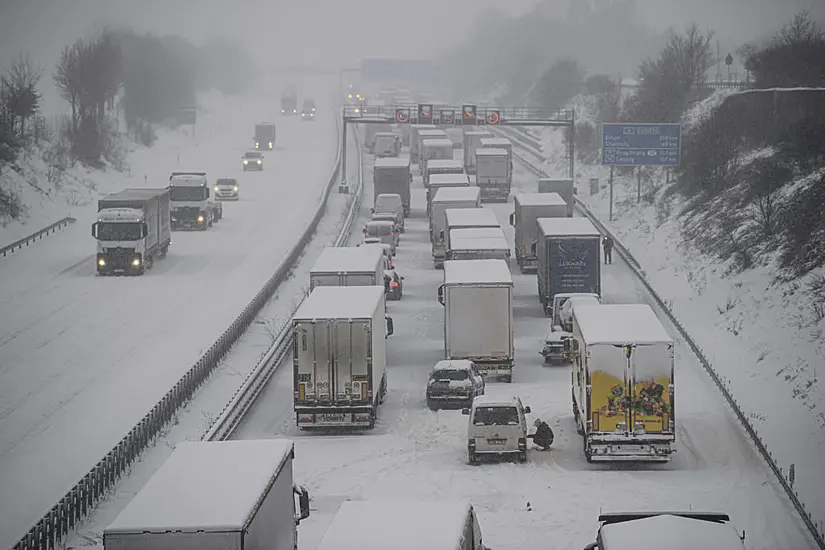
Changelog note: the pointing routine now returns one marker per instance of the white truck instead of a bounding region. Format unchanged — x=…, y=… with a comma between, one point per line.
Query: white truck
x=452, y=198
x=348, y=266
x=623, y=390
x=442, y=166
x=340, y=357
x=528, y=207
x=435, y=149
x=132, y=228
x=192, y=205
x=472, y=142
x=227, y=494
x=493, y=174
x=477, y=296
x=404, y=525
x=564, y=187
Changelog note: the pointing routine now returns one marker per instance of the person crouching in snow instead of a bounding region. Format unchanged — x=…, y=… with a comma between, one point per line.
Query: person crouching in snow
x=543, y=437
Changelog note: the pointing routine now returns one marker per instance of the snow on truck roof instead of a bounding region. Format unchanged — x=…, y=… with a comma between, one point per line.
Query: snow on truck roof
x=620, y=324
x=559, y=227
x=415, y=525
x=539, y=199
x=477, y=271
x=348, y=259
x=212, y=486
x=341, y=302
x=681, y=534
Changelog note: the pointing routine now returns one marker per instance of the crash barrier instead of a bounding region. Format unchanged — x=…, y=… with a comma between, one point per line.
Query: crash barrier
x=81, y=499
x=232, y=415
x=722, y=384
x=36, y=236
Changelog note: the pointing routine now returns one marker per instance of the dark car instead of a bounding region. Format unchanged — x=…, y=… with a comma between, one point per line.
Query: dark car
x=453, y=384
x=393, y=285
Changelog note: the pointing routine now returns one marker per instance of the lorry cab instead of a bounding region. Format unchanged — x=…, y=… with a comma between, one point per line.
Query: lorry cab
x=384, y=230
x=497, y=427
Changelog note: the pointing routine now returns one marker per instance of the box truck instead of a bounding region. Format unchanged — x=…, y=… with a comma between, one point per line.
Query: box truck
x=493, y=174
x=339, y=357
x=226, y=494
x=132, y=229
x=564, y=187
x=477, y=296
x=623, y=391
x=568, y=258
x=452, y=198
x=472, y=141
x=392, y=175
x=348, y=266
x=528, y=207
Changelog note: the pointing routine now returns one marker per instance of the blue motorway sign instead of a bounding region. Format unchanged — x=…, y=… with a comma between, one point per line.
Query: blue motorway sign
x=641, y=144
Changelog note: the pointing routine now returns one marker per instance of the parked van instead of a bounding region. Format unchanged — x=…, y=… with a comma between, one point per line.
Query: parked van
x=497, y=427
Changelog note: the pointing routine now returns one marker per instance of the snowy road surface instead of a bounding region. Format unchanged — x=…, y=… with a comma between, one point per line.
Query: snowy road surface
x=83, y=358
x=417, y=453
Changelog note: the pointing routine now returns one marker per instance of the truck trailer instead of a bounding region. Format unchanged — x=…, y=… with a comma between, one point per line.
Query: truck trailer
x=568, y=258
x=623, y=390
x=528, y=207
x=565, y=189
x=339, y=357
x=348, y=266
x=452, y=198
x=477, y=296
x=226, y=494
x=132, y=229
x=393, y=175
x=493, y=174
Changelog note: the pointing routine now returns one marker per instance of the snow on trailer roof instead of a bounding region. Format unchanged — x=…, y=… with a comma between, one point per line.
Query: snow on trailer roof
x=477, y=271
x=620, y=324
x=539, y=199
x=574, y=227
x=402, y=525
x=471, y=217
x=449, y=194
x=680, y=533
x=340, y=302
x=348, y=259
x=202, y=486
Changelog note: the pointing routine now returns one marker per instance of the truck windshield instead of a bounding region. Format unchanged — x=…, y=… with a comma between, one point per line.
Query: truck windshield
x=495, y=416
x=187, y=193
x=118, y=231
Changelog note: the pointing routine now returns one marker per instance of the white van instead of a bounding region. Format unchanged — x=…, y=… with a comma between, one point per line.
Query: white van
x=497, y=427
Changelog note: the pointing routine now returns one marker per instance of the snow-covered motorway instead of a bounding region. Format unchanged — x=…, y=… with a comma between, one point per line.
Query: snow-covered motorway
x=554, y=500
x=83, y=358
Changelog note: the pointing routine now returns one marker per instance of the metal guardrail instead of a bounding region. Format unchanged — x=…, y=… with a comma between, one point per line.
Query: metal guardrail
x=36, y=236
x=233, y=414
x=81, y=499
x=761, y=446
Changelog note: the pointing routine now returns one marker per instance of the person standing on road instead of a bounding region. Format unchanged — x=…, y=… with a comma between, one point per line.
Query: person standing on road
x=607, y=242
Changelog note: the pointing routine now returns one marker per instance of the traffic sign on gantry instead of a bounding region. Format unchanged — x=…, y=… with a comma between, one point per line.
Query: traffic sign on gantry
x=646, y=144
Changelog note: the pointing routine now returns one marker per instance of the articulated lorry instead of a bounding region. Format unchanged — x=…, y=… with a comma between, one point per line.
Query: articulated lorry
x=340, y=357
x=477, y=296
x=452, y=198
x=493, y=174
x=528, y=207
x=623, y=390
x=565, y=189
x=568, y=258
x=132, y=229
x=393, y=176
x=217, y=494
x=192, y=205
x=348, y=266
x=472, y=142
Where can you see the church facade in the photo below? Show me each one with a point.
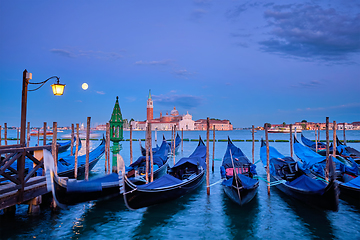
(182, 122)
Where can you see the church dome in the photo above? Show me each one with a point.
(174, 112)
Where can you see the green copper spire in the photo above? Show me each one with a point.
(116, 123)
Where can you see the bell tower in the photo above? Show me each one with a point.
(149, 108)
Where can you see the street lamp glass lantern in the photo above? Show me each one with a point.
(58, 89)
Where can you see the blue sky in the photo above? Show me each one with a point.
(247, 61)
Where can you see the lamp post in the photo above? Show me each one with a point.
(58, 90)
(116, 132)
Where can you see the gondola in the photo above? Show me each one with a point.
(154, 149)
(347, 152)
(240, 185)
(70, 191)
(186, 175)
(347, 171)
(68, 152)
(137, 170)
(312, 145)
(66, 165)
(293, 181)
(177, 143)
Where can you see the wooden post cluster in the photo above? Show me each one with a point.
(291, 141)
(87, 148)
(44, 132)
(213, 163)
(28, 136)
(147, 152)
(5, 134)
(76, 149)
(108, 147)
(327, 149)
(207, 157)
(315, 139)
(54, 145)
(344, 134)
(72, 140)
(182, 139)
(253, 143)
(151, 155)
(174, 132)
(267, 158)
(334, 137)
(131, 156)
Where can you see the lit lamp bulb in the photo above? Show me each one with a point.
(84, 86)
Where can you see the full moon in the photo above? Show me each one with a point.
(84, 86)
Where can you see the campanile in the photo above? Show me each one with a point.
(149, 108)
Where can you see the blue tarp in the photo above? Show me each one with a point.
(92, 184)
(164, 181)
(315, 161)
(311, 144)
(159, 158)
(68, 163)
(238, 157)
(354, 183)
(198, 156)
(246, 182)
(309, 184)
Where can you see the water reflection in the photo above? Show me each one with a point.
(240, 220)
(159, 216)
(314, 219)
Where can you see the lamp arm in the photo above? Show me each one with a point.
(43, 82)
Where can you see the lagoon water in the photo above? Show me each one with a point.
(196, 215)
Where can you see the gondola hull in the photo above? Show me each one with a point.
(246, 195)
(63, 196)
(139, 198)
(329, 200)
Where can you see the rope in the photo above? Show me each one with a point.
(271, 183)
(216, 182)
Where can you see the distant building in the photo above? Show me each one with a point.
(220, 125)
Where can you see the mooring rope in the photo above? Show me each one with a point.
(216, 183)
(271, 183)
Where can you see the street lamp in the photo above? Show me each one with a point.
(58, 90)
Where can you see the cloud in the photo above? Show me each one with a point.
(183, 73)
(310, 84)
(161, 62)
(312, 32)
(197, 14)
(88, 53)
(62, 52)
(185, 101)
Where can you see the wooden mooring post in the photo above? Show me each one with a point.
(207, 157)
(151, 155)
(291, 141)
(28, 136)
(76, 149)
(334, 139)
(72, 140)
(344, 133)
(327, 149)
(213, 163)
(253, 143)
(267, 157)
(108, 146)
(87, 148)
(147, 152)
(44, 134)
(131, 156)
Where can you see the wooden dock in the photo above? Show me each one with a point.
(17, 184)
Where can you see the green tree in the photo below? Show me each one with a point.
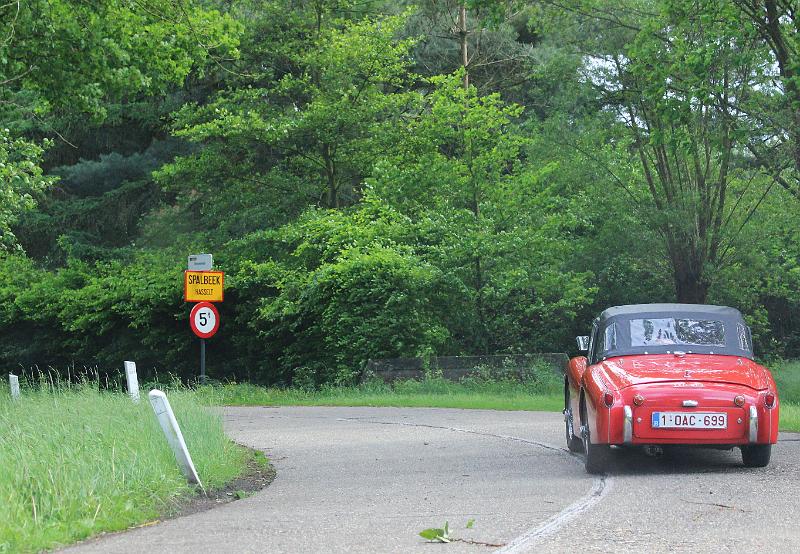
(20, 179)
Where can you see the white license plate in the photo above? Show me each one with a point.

#### Work request:
The answer must be the exact lines from the line with "Where can you see the street lamp in" to the final line of the data, both ends included, with no pictures.

#### Solution to the exercise:
Where can you see the street lamp in the photo above? Show me each one with a point.
(58, 90)
Where can you see the cloud in the photo above? Show me each one with a point.
(183, 73)
(310, 84)
(161, 62)
(312, 32)
(197, 14)
(88, 53)
(62, 52)
(185, 101)
Where can you see the wooden mooring post in the photo above? Show me each one with a point.
(207, 157)
(151, 155)
(291, 141)
(28, 136)
(76, 149)
(334, 139)
(72, 140)
(344, 133)
(327, 149)
(213, 163)
(253, 143)
(267, 157)
(108, 146)
(87, 148)
(147, 152)
(44, 134)
(131, 156)
Where can you see the wooden dock in the photo above? Show me each one with a point.
(17, 184)
Where can you see the green tree in the photo below? Show me each one with a point.
(20, 179)
Where can you see the white license plate in the photo above? Show me each one with a point.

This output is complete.